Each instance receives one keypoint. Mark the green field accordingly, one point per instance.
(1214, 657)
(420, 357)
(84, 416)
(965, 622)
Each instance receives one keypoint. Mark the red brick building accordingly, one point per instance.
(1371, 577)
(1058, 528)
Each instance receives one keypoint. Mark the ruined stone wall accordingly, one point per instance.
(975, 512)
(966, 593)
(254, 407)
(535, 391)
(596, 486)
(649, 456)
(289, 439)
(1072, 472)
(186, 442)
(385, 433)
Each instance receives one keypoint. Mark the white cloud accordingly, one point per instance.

§ Work instructions
Please rewrite every line of the entries above as a numbered list, dropping any blank lines.

§ Response for this exercise
1. Each instance receives one keypoint. Mark the green field accordingly, one point per instance.
2. (1214, 657)
3. (420, 357)
4. (84, 416)
5. (965, 622)
6. Each instance receives one keypoint. Mark the red brick building accordingly, one point per instance.
7. (1371, 577)
8. (1058, 528)
9. Each instance receives one keypoint. Mark the ruined stone wall accordingly, one point per instance.
10. (975, 512)
11. (966, 593)
12. (254, 407)
13. (535, 391)
14. (596, 486)
15. (649, 456)
16. (289, 439)
17. (1072, 472)
18. (186, 442)
19. (385, 433)
20. Each instance receives one keypoint. Mark the white cloud accordingly, one point per instance.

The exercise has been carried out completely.